- ASSIGNMENT -
In the records below, count every line where the string "hillside" appears, and reply with the count only.
Segment Open
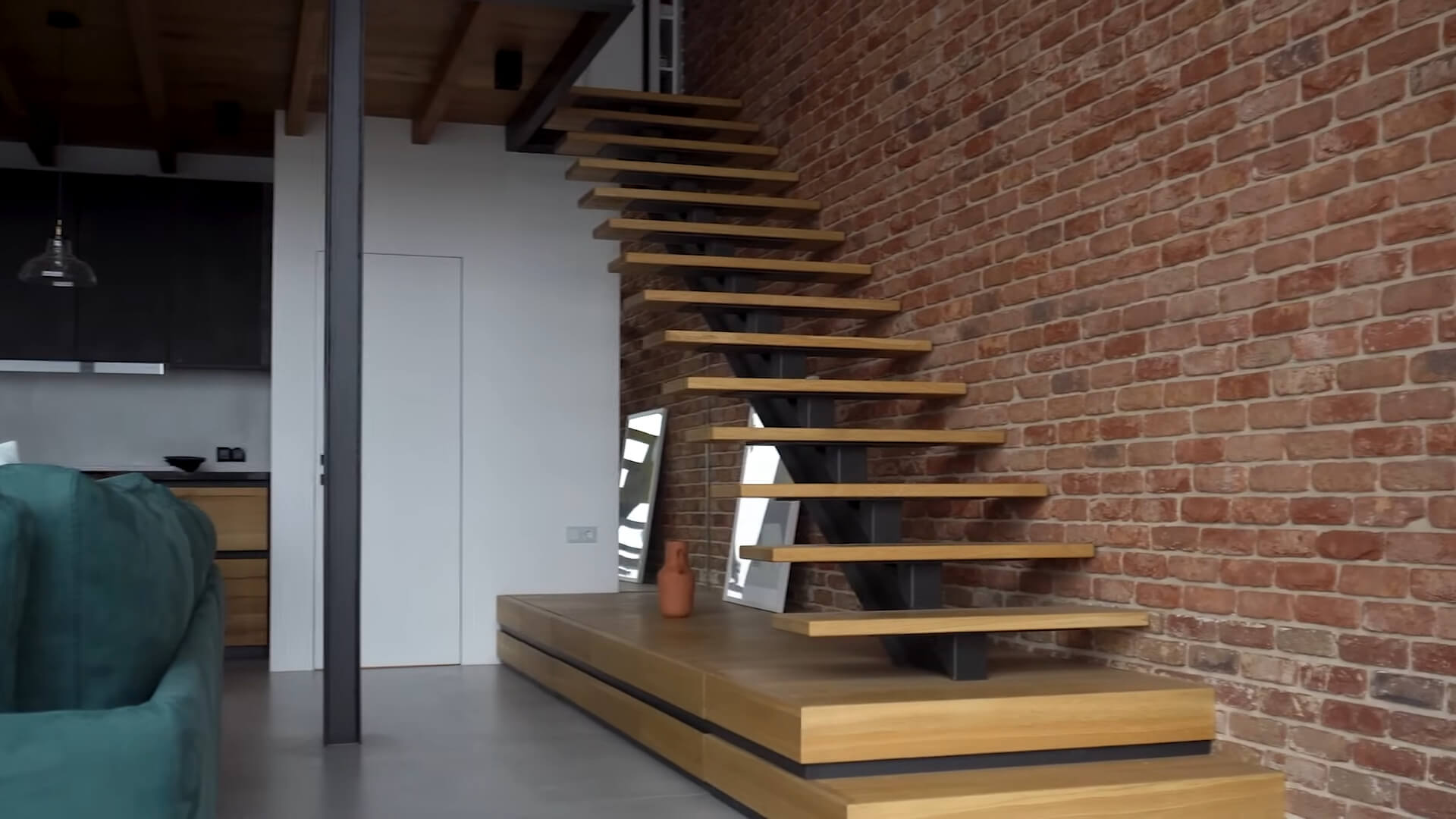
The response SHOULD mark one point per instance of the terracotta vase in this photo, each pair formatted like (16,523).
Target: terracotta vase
(674,582)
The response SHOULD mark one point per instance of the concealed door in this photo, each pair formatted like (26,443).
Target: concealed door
(410,595)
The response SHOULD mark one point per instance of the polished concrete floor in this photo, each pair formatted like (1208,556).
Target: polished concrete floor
(438,744)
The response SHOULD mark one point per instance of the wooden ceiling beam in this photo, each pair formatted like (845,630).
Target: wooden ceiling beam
(447,74)
(308,49)
(153,89)
(39,136)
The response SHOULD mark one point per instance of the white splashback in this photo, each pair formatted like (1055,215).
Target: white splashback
(107,422)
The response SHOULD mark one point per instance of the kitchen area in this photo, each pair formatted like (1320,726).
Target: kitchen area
(159,363)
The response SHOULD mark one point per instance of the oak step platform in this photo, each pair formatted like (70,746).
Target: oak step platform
(664,231)
(899,553)
(651,200)
(634,172)
(788,343)
(827,701)
(632,146)
(705,300)
(772,270)
(670,104)
(824,388)
(846,436)
(870,491)
(679,127)
(957,621)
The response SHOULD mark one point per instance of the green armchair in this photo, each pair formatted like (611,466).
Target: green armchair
(111,646)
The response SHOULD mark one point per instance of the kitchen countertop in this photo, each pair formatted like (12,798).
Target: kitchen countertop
(201,479)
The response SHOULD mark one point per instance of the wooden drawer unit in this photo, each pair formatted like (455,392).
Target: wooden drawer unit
(239,515)
(245,589)
(240,518)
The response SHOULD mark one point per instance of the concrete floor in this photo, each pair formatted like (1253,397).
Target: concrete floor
(438,744)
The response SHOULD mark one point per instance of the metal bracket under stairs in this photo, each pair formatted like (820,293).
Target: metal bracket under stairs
(880,586)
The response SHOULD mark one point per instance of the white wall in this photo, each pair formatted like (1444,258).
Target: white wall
(104,422)
(539,360)
(131,422)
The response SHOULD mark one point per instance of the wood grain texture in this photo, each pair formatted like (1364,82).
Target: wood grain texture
(308,55)
(623,229)
(774,341)
(648,199)
(956,621)
(892,553)
(245,595)
(855,491)
(845,435)
(471,22)
(747,180)
(1187,787)
(601,143)
(840,700)
(714,107)
(714,385)
(783,270)
(664,735)
(239,515)
(800,305)
(717,130)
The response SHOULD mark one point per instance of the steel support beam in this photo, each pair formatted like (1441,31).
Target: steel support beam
(344,297)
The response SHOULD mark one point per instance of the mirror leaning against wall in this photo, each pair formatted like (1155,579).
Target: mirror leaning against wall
(637,490)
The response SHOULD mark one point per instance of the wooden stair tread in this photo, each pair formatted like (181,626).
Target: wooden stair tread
(846,436)
(603,143)
(865,491)
(625,229)
(1191,787)
(802,305)
(957,621)
(894,553)
(770,341)
(717,385)
(588,96)
(783,270)
(629,171)
(651,200)
(708,129)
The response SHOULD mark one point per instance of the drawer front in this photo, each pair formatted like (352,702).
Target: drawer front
(245,589)
(239,515)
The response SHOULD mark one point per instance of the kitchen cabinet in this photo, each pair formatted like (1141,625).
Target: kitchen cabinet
(184,270)
(36,322)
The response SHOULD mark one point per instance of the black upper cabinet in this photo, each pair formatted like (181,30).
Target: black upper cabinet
(220,300)
(182,270)
(36,322)
(123,231)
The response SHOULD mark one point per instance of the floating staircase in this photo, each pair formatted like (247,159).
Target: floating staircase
(824,729)
(677,184)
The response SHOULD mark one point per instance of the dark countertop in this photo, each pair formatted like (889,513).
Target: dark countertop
(196,479)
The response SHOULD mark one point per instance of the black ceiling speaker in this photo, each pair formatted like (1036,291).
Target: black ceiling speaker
(63,19)
(509,66)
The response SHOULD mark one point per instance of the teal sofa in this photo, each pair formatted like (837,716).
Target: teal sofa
(111,649)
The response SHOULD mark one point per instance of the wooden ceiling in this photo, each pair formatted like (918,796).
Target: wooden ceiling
(206,76)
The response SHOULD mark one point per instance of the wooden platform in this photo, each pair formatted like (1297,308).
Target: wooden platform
(785,726)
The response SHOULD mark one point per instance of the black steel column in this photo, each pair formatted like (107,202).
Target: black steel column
(344,299)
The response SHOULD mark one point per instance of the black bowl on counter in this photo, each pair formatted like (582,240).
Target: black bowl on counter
(185,463)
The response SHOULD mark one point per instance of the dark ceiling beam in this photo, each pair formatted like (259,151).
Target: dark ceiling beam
(153,89)
(593,30)
(308,47)
(469,24)
(38,131)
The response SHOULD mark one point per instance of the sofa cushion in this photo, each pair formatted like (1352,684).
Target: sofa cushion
(115,572)
(15,557)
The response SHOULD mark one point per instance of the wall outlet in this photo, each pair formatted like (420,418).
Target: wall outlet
(582,534)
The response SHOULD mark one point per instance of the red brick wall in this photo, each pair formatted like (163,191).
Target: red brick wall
(1197,259)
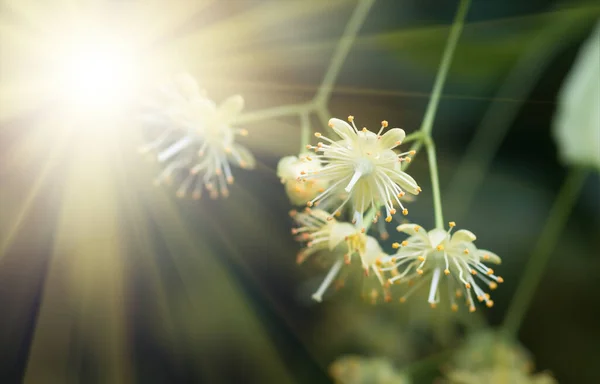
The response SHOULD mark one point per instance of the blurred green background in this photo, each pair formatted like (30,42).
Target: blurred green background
(105,278)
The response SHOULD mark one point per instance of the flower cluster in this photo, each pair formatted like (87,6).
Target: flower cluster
(363,171)
(194,139)
(488,357)
(426,256)
(338,243)
(363,167)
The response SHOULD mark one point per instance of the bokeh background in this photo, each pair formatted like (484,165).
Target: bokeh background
(106,278)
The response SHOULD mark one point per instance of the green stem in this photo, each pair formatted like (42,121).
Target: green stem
(343,48)
(304,131)
(274,112)
(442,73)
(435,182)
(543,250)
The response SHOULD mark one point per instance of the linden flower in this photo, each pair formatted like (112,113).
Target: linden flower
(197,143)
(364,166)
(427,255)
(577,122)
(290,169)
(339,240)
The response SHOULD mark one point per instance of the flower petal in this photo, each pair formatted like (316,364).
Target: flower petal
(343,129)
(231,108)
(437,236)
(488,256)
(462,236)
(286,169)
(372,252)
(405,181)
(392,138)
(412,229)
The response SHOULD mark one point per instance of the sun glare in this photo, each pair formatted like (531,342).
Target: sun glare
(97,73)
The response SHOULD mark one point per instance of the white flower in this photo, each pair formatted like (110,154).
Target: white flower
(577,123)
(338,241)
(290,169)
(428,255)
(197,141)
(353,369)
(364,166)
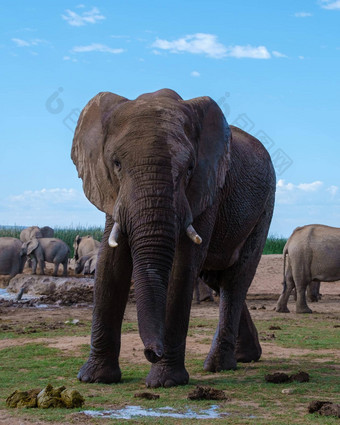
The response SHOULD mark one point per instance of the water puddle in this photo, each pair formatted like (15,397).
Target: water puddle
(131,412)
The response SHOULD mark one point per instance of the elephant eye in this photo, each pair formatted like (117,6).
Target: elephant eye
(117,165)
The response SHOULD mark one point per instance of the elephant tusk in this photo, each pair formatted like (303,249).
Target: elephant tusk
(193,235)
(114,235)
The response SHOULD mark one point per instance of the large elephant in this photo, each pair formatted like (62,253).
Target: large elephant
(36,232)
(313,254)
(11,262)
(85,245)
(86,264)
(183,193)
(52,250)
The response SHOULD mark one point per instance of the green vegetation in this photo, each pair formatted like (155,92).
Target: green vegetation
(252,400)
(274,244)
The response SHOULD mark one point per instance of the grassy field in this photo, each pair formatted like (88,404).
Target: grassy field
(252,400)
(274,244)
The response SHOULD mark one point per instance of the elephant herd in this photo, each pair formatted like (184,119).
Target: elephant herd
(185,196)
(38,245)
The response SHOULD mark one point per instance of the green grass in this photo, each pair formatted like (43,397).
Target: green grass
(35,365)
(274,244)
(67,234)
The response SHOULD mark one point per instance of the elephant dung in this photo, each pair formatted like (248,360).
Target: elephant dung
(50,397)
(26,399)
(72,398)
(206,393)
(324,408)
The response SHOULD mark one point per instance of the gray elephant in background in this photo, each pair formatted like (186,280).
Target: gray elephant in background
(86,264)
(84,245)
(36,232)
(313,257)
(11,260)
(51,250)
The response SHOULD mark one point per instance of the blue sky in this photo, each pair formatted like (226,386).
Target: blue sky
(273,67)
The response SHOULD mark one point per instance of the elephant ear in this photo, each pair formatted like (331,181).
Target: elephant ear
(32,245)
(87,150)
(213,137)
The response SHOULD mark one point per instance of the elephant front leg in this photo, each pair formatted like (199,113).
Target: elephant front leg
(170,370)
(112,285)
(222,352)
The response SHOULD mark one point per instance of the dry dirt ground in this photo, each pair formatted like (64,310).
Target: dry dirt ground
(261,300)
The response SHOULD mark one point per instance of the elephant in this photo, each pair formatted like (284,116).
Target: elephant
(36,232)
(84,245)
(313,253)
(11,262)
(86,264)
(52,250)
(183,192)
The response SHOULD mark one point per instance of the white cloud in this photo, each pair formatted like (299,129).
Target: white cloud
(21,43)
(304,203)
(330,4)
(197,44)
(208,44)
(77,20)
(333,190)
(248,51)
(96,47)
(302,14)
(28,43)
(278,54)
(316,192)
(56,196)
(310,187)
(54,207)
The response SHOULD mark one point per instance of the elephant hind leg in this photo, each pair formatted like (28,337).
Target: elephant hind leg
(288,286)
(65,263)
(248,348)
(301,302)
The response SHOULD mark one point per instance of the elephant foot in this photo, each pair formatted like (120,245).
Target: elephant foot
(303,310)
(217,362)
(162,375)
(99,371)
(248,353)
(282,309)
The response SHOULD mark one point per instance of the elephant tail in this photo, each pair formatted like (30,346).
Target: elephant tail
(285,252)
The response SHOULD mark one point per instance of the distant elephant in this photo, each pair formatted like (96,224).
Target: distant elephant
(182,192)
(11,262)
(84,245)
(86,264)
(51,250)
(36,232)
(313,254)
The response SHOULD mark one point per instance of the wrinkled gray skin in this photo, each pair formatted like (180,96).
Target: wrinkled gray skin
(52,250)
(84,245)
(86,264)
(155,166)
(312,255)
(11,262)
(202,291)
(36,232)
(313,291)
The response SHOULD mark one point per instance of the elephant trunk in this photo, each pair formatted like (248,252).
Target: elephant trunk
(152,244)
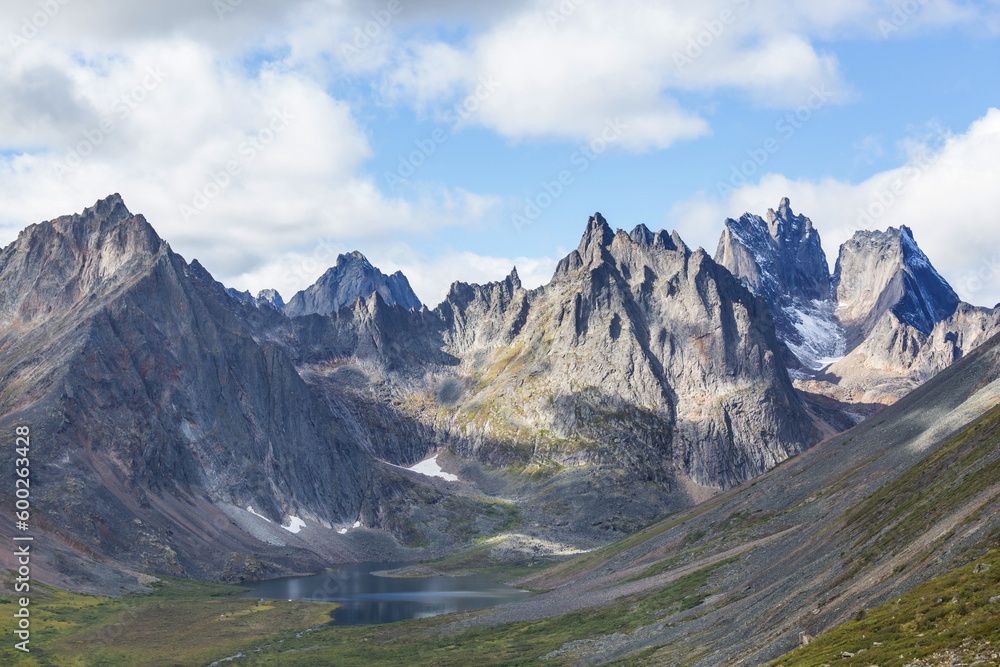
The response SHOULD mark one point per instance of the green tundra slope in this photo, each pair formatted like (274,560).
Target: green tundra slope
(868,529)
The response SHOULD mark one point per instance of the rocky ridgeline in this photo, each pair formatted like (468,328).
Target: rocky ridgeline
(353,277)
(882,324)
(174,404)
(152,402)
(639,354)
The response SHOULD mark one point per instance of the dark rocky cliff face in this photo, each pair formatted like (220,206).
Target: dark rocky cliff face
(640,354)
(351,279)
(886,271)
(885,322)
(166,406)
(146,390)
(782,260)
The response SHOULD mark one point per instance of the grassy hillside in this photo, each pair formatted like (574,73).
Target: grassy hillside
Segment Closed
- EXERCISE ANSWER -
2